### Aim of the exercise
A complete, exact copy of the records is needed here.
......
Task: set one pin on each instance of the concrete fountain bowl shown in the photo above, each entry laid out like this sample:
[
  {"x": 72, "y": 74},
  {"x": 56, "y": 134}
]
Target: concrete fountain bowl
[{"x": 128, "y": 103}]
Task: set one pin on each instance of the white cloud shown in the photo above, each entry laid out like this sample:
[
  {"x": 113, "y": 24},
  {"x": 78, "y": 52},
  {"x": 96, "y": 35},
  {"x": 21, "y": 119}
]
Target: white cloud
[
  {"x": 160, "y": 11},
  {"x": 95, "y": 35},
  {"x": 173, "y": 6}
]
......
### Written solution
Task: set one pin on each instance of the concrete fountain bowl shown in the photo above, each entry laid out like this sample:
[
  {"x": 72, "y": 74},
  {"x": 56, "y": 134}
]
Target: concrete fountain bowl
[{"x": 128, "y": 103}]
Task: set one pin on each instance of the white cloud shown in the photo above, each entry laid out like this sample:
[
  {"x": 113, "y": 24},
  {"x": 78, "y": 52},
  {"x": 96, "y": 35},
  {"x": 21, "y": 119}
]
Target: white cloud
[
  {"x": 160, "y": 11},
  {"x": 95, "y": 35},
  {"x": 173, "y": 6}
]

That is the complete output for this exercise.